## [GOAL OF THE EXERCISE]
The expected output is every entry below, exact in every character.
■ ■ ■ ■ ■ ■ ■
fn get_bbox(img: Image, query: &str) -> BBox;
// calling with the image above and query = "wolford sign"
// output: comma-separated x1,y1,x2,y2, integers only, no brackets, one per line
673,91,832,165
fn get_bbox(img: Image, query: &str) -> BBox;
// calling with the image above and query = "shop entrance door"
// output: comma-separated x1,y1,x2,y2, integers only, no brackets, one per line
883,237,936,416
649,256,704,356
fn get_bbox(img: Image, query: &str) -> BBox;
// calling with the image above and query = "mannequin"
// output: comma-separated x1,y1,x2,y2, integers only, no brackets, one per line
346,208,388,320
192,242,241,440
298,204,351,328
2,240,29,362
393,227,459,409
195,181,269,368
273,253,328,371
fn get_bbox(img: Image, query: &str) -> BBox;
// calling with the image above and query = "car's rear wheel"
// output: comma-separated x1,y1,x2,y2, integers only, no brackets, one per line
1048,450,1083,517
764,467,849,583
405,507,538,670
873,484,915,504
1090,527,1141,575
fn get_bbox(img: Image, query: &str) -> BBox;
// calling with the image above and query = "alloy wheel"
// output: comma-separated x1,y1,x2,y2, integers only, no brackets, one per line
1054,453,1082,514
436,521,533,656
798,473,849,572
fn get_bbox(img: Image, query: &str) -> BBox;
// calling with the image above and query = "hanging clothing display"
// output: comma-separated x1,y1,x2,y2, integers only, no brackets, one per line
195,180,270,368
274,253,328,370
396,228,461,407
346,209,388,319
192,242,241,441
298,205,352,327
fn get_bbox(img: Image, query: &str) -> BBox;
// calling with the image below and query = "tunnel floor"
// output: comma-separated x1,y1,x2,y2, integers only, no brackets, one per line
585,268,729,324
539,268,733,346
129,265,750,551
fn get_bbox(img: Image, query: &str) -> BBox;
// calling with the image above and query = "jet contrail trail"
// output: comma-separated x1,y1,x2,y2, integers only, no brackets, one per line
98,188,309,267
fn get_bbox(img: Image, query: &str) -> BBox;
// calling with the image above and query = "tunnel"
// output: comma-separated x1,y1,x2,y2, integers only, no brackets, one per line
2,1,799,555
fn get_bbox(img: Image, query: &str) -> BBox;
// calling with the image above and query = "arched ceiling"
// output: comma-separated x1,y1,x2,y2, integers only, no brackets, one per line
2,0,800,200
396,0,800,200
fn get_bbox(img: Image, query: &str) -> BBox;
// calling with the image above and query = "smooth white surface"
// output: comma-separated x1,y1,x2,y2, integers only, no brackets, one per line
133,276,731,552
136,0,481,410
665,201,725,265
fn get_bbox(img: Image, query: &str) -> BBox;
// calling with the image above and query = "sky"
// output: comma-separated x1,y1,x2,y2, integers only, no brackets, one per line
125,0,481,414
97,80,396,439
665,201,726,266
■ ■ ■ ■ ■ ■ ■
## [WORKED SOLUTION]
fn get_bbox(img: Image, query: &str) -> BBox;
// calling with the image above and query = "wolford sign"
// output: comma-separated x1,y1,x2,y2, integers only, no brackets, one per line
673,91,832,165
fn get_bbox(img: Image, query: &str) -> BBox;
// calling with the image above and query = "shop entrance door"
// output: comma-separated x1,y1,x2,y2, integers only, no brackets, one per line
883,237,936,416
649,256,704,356
fn get_bbox(img: Image, query: &str) -> BBox;
// calling with the image above and query = "mannequin"
// output: comma-separated x1,y1,x2,y2, integers only, no brackets, one per line
346,208,388,320
192,242,241,440
298,204,351,328
2,240,29,362
393,227,459,409
195,181,269,368
273,253,328,371
fn get_bbox(img: Image, query: &str) -> BBox;
// calling with the image above and query = "car's rear wheel"
// output: comma-separated x1,y1,x2,y2, integers only, no brackets, one per line
1048,450,1083,517
764,467,849,583
405,507,538,670
873,484,915,504
1090,527,1141,575
fn get_bbox(img: Image, query: &str) -> BBox;
// calling with the image above and query = "alloy wheel"
// output: comma-separated x1,y1,x2,y2, integers only, no brackets, one per line
1054,453,1082,514
436,521,533,656
798,473,849,572
fn get_bbox(img: Image, query: &str) -> BBox;
// calling with the image above and query = "hanging clothing display"
// output: comma-separated x1,y1,x2,y2, integers only, no brackets, one per line
195,180,270,368
274,253,328,370
396,228,461,407
346,209,388,319
192,242,241,441
298,205,352,327
fn get_bbox(img: Image, query: &str) -> BBox;
// calling with the image below and query = "tunnel floor"
// output: comma-separated x1,y1,x2,y2, integers only, no brackets, one per line
585,268,729,324
539,268,733,346
129,265,750,551
fn get_bbox(img: Image, query: &str) -> BBox;
// calling with the image above and query = "jet contrail trail"
// output: comma-separated x1,y1,x2,y2, integers only, no brackets, one per line
98,188,309,267
fn get_bbox(img: Image, query: &str) -> BBox;
// calling with the image above and query = "tunnel"
// output: comma-separated x1,y1,x2,y2, integers only, no brackets, one per line
2,1,799,555
fn get_bbox(img: Image, query: &str) -> BBox;
// calling with the image above and query = "arched ceiling"
// output: comma-separated x1,y1,x2,y2, integers only, no brackets, one per line
2,0,800,200
396,0,800,200
fn get_bbox(img: Image, query: &str) -> BBox;
// calling with the image above and query = "smooth white surface"
// output: comma-separated x1,y1,x2,y2, integers only, no brackets, one per line
133,276,731,552
136,0,481,410
665,201,725,265
fn get_bbox(img: Image, query: &str) -> BBox;
// calling with the image above and query = "sky"
// output: comma-separated x1,y1,x2,y2, integers only, no brackets, one per line
125,0,481,414
97,80,396,439
665,201,726,266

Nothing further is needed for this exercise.